**Source text:**
....
The salt warning that shook up the New York City restaurant scene is here to stay, a judge decided this week in a ruling that denied the National Restaurant Association's effort to nix it.
On Wednesday, New York State Supreme Court Judge Eileen Rakower upheld the city ordinance that requires larger chain restaurants to mark menu items containing more than 2,300 milligrams (or about a teaspoon) of salt with a
warning icon or risk a $200 fine, Forbes reported.
"Some people just love salty foods, and they're going to go ahead and eat those foods regardless of whether they have a salt icon next to them,"
Rakower said, according to Bloomberg Business. "It's not a ban. It’s information. It’s a warning."
Preston Ricardo, an attorney for the National Restaurant Association, told Bloomberg that the organization plans to appeal the ruling. According to Ricardo, the warning icon, which appears as a salt shaker, is a "dark, thermonuclear-looking symbol, which we all associate with poison."
....
**Prompt 1:** Gather every line of the records below that contains the string "trim", treating uppercase and lowercase as different.

**Supplied material:**
....
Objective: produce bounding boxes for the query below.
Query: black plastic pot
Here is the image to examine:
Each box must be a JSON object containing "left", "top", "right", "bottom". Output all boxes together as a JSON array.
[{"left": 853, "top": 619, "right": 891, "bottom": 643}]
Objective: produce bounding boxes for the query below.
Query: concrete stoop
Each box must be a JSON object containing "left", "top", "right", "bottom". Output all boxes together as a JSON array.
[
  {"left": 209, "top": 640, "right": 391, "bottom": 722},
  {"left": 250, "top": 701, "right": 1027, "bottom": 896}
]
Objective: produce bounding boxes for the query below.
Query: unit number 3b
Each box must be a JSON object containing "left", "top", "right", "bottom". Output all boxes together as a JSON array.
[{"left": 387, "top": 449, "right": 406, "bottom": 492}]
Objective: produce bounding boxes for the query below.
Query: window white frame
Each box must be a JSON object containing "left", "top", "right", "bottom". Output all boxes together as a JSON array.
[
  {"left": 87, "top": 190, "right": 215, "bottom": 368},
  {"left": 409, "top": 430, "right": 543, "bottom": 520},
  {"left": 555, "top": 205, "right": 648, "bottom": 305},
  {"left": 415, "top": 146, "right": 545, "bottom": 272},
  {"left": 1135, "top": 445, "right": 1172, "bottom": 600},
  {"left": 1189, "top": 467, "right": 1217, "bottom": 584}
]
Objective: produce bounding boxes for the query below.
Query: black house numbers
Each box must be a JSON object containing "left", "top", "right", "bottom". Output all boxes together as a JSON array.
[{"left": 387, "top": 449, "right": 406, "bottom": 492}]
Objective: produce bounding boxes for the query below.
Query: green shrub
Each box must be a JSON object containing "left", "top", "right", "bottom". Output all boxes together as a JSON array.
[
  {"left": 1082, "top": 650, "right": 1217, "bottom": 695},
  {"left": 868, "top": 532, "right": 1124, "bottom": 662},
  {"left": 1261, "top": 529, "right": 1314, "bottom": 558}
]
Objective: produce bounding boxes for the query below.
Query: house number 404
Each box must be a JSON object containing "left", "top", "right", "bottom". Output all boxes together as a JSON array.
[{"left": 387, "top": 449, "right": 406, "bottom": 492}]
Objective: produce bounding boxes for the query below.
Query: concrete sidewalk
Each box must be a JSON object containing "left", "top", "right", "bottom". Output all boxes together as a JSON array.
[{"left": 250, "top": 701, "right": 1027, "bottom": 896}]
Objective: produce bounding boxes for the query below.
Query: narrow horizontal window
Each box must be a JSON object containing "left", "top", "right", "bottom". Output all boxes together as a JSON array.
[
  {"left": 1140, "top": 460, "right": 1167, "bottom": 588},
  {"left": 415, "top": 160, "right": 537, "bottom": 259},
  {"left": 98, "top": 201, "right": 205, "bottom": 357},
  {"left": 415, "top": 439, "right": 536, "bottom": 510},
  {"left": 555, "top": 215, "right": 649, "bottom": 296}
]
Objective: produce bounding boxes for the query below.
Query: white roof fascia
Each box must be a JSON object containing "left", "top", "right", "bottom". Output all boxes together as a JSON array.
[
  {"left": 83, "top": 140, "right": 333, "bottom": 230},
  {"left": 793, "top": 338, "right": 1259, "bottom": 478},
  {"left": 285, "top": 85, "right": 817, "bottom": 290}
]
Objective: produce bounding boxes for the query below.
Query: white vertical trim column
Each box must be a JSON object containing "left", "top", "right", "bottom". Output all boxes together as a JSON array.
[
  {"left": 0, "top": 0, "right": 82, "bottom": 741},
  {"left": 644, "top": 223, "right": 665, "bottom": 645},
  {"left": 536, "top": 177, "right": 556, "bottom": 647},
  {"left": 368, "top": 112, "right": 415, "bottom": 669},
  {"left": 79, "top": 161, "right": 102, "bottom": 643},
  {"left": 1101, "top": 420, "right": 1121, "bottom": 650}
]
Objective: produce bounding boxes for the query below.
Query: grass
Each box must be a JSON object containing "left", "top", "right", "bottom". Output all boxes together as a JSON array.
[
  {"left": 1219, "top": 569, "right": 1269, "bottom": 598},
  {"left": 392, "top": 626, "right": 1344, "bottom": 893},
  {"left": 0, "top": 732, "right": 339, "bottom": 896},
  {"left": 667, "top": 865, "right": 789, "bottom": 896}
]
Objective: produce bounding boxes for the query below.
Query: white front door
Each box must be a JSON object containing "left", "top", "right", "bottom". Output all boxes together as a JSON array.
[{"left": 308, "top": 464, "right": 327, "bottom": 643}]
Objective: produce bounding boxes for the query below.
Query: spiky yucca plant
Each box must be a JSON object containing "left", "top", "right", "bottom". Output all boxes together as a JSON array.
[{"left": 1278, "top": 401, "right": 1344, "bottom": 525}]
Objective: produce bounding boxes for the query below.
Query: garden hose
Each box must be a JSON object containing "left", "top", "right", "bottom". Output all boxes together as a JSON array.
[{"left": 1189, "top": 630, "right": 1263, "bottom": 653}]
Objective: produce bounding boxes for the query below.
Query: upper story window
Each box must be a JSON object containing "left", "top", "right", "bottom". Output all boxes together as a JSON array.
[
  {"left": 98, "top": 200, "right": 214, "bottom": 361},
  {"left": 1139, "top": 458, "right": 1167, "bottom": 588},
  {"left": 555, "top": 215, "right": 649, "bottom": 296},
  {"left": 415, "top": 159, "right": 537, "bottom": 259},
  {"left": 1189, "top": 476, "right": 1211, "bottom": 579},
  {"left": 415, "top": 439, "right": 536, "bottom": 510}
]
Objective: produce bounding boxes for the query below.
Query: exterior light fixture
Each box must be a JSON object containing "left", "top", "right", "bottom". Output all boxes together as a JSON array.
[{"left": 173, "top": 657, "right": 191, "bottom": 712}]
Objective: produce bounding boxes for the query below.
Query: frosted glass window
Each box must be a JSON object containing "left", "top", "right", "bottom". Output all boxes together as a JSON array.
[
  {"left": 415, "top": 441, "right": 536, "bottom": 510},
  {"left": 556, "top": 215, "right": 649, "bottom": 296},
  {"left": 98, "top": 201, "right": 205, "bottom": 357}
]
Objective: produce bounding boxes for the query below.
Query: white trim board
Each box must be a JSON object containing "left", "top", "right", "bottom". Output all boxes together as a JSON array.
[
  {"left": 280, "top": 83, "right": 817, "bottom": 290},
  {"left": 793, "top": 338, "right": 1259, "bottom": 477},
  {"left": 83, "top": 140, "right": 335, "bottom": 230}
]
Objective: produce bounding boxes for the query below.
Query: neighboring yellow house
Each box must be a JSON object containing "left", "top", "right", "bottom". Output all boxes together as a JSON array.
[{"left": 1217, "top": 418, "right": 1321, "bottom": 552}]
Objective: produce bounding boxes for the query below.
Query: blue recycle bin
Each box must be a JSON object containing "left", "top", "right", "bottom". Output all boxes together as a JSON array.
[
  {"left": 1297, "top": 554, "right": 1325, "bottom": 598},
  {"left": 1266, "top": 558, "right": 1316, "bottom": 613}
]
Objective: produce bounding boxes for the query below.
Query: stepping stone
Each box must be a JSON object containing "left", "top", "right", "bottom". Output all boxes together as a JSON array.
....
**Prompt 2:** Repeat verbatim the part of the salt warning report above that opens with the words "On Wednesday, New" and closes with "fine, Forbes reported.".

**Exercise answer 1:**
Query: white vertical trim column
Query: white trim board

**Exercise answer 2:**
On Wednesday, New York State Supreme Court Judge Eileen Rakower upheld the city ordinance that requires larger chain restaurants to mark menu items containing more than 2,300 milligrams (or about a teaspoon) of salt with a
warning icon or risk a $200 fine, Forbes reported.